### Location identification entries
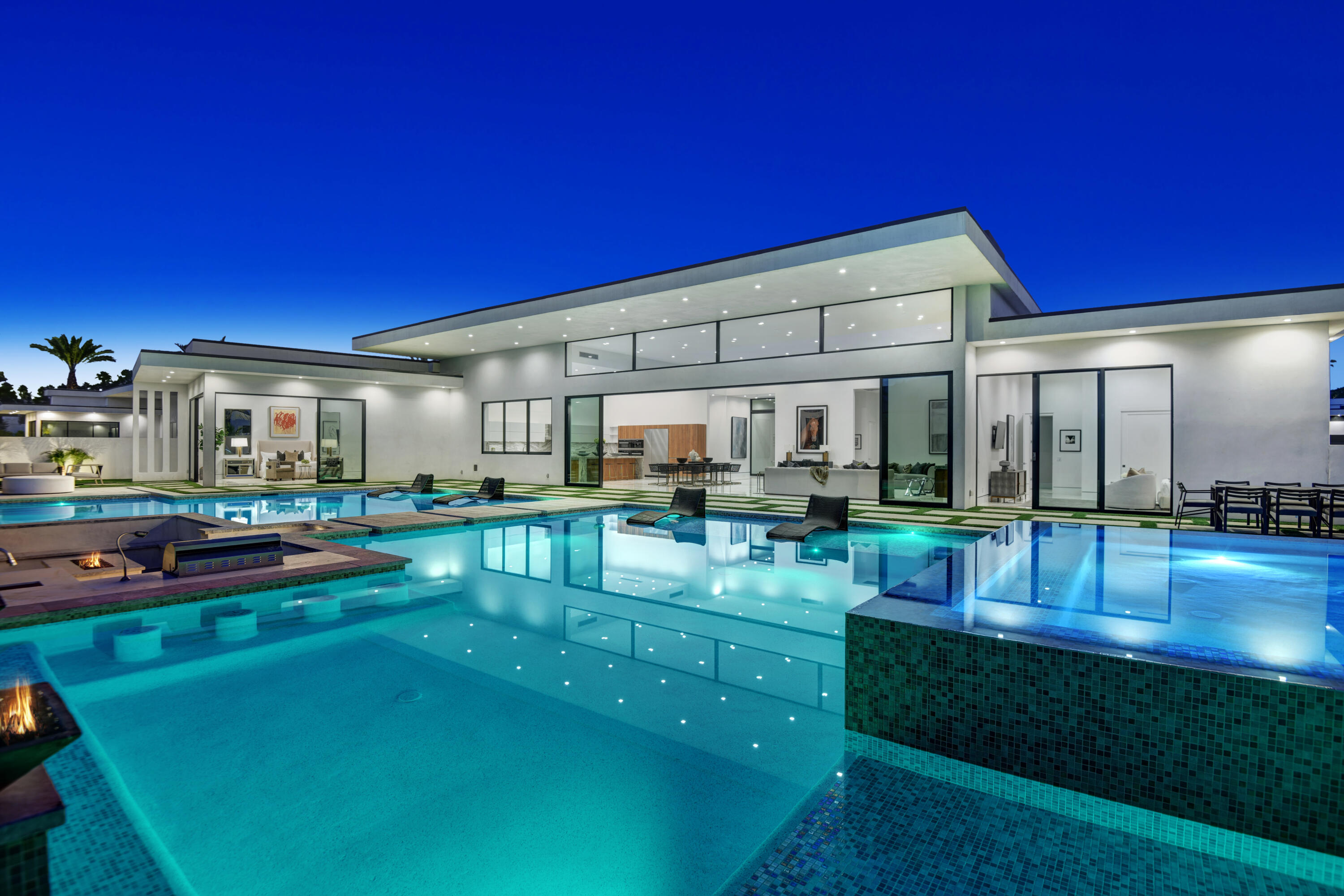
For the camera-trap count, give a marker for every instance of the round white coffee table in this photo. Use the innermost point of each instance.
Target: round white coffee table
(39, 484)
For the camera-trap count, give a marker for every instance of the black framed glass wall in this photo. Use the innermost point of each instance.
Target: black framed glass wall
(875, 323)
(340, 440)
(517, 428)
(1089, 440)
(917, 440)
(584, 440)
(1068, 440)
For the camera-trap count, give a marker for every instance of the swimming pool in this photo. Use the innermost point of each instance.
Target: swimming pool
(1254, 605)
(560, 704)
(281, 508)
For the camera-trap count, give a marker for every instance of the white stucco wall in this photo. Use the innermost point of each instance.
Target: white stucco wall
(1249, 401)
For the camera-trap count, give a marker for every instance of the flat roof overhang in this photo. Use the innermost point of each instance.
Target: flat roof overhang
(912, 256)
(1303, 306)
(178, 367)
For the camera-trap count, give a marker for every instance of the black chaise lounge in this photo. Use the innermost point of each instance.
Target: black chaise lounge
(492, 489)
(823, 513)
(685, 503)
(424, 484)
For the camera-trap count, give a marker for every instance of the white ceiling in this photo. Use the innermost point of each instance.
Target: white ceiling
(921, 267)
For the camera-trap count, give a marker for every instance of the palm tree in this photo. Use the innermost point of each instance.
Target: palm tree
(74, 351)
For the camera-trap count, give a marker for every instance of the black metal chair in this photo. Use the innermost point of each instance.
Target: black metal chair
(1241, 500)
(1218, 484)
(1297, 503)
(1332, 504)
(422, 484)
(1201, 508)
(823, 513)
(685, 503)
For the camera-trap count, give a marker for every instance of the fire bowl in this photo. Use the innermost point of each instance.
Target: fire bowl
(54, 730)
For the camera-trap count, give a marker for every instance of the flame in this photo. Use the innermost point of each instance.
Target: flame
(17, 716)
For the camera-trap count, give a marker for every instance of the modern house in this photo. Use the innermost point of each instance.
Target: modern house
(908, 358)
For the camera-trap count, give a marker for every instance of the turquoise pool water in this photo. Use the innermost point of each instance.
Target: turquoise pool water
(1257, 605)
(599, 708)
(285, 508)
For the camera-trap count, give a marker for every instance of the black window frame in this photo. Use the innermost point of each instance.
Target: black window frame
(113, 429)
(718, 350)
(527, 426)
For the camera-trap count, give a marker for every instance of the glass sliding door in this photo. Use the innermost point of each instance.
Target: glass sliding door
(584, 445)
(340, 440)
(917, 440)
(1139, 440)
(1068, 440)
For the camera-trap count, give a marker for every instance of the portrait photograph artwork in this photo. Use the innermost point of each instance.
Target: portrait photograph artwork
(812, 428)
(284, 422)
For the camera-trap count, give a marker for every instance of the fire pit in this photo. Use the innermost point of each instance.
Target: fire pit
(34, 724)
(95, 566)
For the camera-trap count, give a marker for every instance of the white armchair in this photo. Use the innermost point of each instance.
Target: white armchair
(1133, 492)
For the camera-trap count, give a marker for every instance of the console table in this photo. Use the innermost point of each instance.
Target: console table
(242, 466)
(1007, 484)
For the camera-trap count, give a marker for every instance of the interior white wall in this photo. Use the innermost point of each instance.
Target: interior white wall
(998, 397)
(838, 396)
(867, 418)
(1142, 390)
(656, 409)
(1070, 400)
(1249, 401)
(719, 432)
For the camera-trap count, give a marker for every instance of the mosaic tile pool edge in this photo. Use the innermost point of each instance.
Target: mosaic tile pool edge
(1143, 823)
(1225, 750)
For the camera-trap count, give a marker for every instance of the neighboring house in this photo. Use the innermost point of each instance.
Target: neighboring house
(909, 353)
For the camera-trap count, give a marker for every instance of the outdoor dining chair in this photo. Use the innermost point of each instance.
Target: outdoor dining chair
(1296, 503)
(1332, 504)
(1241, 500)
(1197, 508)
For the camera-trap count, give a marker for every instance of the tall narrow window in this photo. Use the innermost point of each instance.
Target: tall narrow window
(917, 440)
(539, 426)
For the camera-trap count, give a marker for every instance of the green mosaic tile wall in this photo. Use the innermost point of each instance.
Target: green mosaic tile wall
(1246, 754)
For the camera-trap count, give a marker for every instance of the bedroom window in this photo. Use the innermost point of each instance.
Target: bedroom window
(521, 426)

---

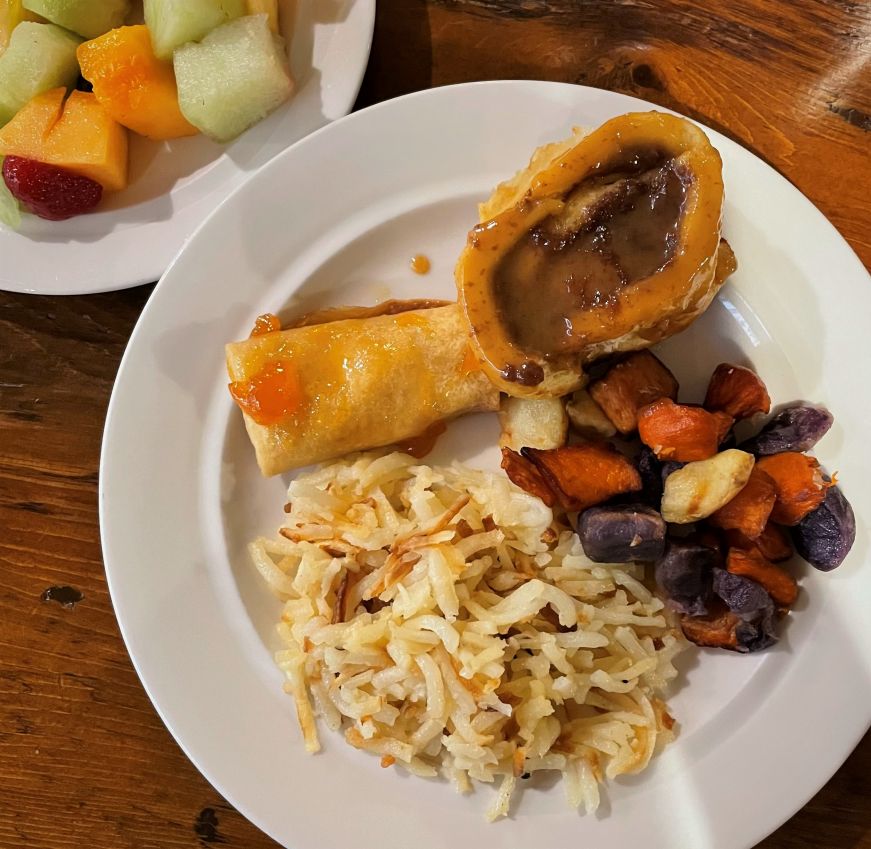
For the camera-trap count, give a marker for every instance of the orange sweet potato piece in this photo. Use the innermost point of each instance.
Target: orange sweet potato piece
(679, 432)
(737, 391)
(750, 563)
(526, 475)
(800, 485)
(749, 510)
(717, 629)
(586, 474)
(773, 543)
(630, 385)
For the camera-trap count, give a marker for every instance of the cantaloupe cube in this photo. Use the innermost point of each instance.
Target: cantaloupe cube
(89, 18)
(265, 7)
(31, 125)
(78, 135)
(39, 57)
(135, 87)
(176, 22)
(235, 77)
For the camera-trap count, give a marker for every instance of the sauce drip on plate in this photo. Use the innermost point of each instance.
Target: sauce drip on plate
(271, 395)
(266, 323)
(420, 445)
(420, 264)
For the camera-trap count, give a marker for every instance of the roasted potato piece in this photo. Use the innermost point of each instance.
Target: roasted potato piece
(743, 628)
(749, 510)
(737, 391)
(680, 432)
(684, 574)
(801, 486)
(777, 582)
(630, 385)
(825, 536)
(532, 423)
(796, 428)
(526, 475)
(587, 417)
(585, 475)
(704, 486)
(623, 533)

...

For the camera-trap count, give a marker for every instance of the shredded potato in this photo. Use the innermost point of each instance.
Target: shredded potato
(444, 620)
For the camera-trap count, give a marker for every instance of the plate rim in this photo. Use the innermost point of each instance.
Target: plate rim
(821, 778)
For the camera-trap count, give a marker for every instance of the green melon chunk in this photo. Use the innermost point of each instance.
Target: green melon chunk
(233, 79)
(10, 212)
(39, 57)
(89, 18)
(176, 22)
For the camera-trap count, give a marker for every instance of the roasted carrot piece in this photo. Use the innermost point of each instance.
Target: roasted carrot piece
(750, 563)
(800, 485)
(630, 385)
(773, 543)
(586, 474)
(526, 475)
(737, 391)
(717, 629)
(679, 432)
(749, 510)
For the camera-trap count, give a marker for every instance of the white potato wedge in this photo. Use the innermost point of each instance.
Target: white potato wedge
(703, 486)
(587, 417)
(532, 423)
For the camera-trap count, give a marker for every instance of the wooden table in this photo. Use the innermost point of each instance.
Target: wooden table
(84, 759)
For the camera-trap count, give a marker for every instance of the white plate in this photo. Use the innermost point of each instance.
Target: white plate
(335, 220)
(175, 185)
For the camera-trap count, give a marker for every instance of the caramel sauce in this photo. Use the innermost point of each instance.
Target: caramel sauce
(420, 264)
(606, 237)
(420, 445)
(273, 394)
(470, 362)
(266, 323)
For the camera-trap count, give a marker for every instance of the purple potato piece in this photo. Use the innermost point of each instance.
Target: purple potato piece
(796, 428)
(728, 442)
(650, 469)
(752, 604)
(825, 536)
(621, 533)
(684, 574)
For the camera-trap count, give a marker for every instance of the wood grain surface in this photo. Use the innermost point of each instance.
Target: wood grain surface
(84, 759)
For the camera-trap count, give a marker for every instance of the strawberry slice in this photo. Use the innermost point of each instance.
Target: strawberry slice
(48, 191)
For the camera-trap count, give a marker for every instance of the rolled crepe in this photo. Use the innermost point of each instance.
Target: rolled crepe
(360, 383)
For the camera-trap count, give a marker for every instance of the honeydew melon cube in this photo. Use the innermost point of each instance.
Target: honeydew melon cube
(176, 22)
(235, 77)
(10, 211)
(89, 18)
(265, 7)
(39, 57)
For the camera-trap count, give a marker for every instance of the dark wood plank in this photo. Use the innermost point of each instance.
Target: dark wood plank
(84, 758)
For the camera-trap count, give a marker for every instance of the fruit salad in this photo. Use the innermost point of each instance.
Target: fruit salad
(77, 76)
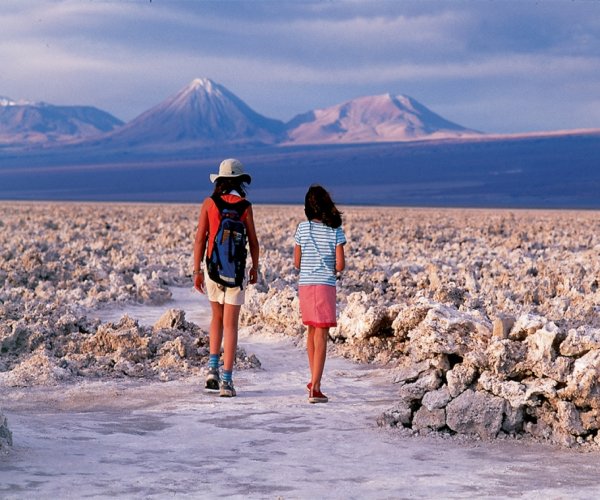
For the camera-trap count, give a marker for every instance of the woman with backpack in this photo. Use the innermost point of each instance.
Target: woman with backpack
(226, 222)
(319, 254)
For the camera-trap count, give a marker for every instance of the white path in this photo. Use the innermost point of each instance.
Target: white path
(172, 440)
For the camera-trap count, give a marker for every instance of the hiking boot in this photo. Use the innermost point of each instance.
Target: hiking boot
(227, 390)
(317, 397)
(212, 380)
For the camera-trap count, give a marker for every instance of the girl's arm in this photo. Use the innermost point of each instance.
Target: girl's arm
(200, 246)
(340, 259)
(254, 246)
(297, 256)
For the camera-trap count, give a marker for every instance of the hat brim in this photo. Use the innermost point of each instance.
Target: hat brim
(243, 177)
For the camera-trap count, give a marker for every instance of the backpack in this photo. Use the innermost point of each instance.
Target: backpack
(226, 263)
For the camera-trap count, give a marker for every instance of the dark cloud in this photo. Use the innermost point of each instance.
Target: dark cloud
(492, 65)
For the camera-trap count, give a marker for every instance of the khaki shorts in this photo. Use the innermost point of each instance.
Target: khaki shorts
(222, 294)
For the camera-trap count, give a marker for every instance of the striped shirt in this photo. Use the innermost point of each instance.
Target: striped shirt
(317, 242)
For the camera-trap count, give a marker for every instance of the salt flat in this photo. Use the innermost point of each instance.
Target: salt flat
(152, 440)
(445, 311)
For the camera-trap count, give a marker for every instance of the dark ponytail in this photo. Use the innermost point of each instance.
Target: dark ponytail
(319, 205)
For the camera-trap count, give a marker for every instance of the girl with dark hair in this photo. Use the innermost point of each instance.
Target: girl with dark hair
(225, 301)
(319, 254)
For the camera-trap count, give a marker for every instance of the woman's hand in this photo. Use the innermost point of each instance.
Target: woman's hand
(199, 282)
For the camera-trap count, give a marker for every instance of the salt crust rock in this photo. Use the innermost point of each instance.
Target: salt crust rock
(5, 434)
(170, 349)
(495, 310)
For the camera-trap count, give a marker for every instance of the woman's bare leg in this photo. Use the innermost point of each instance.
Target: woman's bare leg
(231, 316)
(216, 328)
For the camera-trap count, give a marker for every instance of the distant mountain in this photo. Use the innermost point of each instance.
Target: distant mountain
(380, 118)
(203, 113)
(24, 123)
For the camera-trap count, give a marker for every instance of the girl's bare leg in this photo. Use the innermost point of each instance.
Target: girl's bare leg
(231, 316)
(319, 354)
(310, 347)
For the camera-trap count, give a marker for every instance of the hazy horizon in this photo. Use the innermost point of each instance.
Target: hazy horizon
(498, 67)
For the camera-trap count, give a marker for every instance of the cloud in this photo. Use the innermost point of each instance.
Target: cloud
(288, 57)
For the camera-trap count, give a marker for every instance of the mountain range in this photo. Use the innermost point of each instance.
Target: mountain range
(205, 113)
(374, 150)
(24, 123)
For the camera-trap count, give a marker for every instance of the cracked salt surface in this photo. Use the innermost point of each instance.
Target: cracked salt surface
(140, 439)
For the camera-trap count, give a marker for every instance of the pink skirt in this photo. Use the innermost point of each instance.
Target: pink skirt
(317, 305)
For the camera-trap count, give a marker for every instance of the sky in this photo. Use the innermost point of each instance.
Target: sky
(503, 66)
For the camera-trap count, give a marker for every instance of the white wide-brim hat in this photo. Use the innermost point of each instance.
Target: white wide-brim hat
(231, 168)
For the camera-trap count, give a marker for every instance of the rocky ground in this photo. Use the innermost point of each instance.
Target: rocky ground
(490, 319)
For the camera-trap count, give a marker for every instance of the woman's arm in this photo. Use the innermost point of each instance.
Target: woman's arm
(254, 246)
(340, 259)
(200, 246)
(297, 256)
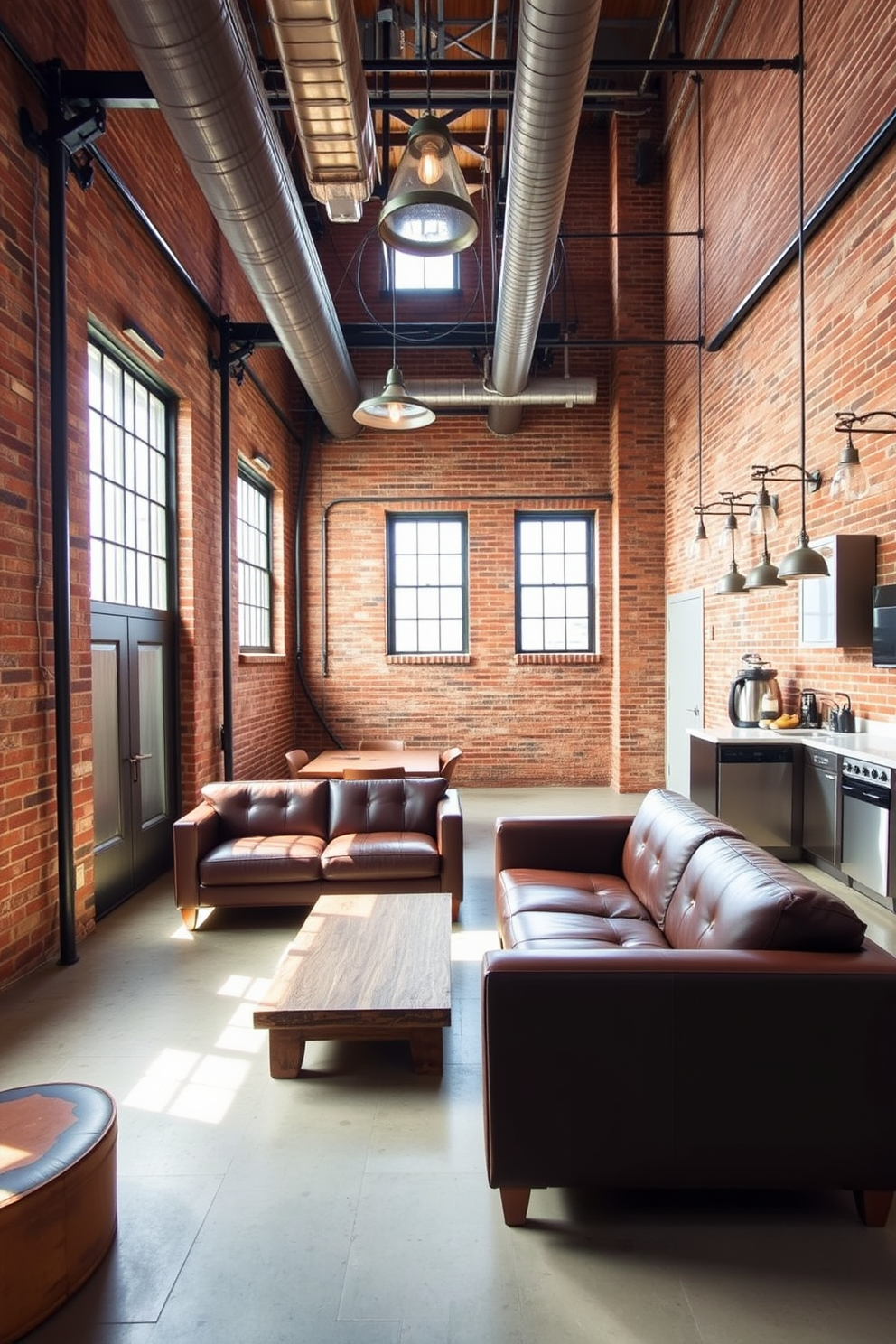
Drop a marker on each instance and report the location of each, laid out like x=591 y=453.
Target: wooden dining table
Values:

### Your objective
Filter the entries above and copy every line that contains the word "hand".

### The answer
For the camera-trap count, give a marker for every instance of the woman's hand in this photo. Use the innermost point of each instance.
Target: woman's hand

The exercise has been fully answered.